Around the Found Animals’ office, we’re used to talking about a myriad of animal-related topics, and spay/neuter is no exception. One thing we recognize about this subject — despite the anatomy it refers to — is that it’s not a “sexy” topic. It probably doesn’t come up in everyday conversation for most people.
So how do you talk about a topic most people don’t bring up or know much about? How do you talk to your less pet-savvy friends about spay/neuter?
Let me use my dog Rufus as an example. Before Rufus came to live with me, he was found wandering the streets of Pasadena, California. He was picked up by the Pasadena Humane Society, put in a cage and left to wait. Luckily, Rufus and I found each other and he was adopted. We’ve now been together for seven years.
This story could have ended up much more tragic, more so for Rufus than for me. The average length of stay for a shelter pet is only four days in California. After that, depending on a number of factors, many homeless pets are euthanized. Rufus could have been a goner.
Before Rufus came home with me, we had him microchipped and fixed. “Fixed” is also known as “neutering,” “altering,” or “sterilizing” your pet. More clinical terms are “gonadectomy” or “orchiectomy.” The scariest term — one in which most men cover themselves and wince when saying –- is “castration.” When I describe spay/neuter to my friends who are less pet-savvy, I avoid clinical terms and use easy to remember phrases like “fix” or “neuter.”
The Humane Society wasn’t sure how long Rufus had been wandering the streets, nor were they certain of his activities. If I had to guess, an unfixed male dog wandering the streets is looking for one thing: to mate.

→ Listed entries:

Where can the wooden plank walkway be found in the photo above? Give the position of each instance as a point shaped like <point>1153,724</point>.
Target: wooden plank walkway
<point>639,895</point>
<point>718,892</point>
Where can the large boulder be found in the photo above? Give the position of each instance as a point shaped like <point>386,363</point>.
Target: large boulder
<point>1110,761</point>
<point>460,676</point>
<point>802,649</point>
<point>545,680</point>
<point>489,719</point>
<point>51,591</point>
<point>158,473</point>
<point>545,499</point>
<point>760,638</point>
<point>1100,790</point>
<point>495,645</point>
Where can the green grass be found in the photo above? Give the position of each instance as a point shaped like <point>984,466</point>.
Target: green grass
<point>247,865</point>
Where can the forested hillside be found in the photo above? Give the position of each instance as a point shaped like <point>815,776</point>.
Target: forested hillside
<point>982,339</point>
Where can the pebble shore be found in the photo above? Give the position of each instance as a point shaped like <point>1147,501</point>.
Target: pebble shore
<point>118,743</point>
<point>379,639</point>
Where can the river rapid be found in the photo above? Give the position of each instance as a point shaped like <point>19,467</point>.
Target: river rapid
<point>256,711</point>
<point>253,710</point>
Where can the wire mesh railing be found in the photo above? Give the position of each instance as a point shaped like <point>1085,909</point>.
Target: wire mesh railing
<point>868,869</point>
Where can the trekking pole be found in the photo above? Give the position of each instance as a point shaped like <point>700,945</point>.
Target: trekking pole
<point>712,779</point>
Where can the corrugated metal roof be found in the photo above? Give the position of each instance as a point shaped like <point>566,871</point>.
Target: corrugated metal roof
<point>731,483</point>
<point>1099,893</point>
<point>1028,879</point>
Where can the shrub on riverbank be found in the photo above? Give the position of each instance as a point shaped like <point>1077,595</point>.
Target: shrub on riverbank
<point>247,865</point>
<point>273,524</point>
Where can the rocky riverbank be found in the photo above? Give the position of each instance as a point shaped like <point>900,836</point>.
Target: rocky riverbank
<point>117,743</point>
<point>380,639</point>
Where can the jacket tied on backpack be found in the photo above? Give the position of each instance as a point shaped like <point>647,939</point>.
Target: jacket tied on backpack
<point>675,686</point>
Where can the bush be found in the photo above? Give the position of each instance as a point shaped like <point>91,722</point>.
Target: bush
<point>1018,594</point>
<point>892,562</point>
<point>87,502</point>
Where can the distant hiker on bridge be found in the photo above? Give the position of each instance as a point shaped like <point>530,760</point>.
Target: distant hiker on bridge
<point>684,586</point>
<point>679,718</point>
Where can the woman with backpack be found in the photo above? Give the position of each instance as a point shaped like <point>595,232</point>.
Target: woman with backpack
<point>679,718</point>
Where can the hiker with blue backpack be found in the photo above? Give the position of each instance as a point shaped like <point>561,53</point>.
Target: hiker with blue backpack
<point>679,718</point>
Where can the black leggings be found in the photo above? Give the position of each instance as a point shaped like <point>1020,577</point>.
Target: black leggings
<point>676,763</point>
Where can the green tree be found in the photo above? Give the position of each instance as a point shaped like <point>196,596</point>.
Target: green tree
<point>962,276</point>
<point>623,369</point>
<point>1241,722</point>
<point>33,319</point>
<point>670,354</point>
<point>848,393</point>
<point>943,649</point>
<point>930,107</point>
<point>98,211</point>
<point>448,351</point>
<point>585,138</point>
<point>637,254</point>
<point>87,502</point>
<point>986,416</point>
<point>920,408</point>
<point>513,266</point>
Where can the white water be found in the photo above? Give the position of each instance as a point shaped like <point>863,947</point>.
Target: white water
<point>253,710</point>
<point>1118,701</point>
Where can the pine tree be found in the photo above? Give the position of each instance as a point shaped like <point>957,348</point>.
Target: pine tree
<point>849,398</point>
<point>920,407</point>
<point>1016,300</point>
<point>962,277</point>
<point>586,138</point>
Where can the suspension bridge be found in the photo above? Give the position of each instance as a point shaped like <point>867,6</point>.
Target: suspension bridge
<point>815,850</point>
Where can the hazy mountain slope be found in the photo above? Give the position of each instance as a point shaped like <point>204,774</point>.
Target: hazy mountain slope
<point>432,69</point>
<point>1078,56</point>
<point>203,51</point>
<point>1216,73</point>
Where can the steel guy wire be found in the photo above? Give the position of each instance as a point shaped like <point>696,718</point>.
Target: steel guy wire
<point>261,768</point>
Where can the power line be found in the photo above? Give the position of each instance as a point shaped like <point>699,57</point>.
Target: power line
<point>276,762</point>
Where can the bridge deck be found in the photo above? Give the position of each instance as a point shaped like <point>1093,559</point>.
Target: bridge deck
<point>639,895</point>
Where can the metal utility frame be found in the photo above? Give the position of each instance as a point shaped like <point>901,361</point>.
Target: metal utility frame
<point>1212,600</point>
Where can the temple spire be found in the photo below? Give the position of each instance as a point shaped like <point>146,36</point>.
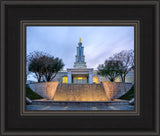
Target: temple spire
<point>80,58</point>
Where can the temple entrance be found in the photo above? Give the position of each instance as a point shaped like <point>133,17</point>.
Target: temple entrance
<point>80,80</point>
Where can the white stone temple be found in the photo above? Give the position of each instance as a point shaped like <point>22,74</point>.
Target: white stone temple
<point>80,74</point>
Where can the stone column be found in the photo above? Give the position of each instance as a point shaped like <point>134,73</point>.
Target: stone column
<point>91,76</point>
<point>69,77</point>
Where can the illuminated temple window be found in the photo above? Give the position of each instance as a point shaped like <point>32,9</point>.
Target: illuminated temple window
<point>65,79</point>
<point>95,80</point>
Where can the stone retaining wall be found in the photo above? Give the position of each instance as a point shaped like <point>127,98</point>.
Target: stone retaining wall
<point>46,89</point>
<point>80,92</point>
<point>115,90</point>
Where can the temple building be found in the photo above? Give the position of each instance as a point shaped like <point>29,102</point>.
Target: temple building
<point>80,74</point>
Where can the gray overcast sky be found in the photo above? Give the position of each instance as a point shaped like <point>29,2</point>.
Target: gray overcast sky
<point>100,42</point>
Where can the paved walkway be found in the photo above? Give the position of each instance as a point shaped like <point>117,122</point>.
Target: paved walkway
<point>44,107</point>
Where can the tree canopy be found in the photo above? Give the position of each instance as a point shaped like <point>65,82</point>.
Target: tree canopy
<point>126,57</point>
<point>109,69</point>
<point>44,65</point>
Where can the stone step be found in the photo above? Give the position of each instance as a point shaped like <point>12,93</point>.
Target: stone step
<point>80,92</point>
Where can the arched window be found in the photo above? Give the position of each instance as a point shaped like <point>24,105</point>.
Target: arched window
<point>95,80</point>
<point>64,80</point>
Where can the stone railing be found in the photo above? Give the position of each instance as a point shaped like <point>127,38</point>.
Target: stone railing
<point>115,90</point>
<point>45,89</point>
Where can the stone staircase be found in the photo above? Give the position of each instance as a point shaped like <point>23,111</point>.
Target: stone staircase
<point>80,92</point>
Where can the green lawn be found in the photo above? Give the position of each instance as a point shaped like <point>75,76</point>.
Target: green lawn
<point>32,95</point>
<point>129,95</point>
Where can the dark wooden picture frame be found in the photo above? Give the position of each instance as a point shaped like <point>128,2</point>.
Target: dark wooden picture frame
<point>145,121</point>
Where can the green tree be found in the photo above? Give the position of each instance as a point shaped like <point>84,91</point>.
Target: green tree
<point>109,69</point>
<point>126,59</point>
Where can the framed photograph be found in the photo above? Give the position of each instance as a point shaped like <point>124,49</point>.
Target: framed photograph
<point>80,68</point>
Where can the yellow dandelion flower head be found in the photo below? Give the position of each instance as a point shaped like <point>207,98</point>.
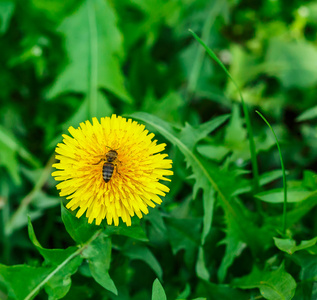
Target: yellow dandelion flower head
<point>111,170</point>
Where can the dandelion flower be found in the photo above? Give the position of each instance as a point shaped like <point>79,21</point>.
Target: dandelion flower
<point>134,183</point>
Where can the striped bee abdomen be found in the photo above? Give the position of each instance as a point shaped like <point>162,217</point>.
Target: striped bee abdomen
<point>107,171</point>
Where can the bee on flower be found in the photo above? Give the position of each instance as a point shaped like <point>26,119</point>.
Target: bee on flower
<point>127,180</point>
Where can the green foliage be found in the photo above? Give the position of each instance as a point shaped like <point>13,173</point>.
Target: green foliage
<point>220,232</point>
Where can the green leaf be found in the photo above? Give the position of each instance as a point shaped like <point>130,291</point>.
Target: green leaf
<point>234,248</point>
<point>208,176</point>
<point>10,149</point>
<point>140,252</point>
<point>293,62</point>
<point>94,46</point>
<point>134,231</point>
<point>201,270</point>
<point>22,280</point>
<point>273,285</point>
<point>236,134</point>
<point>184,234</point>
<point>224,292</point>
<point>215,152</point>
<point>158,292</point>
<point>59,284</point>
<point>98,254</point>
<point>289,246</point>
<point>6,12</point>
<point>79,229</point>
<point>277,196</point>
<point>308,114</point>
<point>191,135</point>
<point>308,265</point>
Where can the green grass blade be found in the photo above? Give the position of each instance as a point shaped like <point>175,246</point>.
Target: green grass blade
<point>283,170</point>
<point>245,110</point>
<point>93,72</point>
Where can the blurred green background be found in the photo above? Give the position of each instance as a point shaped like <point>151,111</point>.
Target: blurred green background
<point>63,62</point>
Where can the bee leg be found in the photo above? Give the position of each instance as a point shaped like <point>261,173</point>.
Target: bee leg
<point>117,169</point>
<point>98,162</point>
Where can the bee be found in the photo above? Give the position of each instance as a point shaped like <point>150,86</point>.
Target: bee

→ Work instruction: Continue the spay/neuter piece above, picking up right after its final sentence about Rufus on the streets.

→ Response to this exercise:
I will never know if my Rufus is a father, but depending on how long he was out there and how many females crossed his path, he could be a father to more than you would think! Unfixed female dogs go into heat two times per year, having litters of puppies who grow up to have more puppies and their puppies have puppies and so on. You get the picture. This is why fixing your pet is so important, because one unfixed male or female and one dog-on-the-loose can eventually lead to hundreds of homeless pets.
Not only is it tragic that many pets will be euthanized, it’s unfortunate on your wallet. Your tax dollars are used to care for unwanted, abandoned, and neglected animals, costing some communities millions of dollars a year. A low-cost spay neuter surgery is a far better savings in the long run and healthier option for the community as a whole.
The reason for telling my story is to help people realize that if you have a conversation about spay/neuter, try to put a face and name on it, so that it’s easier for your friends to understand. Use simplified terms rather than clinical jargon. Once they comprehend what spay/neuter is and how it benefits the community, they will be more apt to practice spay/neuter on their own pets and encourage others to do so as well.
Lastly, make it fun. Remind them in June how much money they saved by not having to send Rufus a Father’s Day card. Or better yet, how much they saved by spaying and neutering their own pets, not only in dollars, but in lives, too.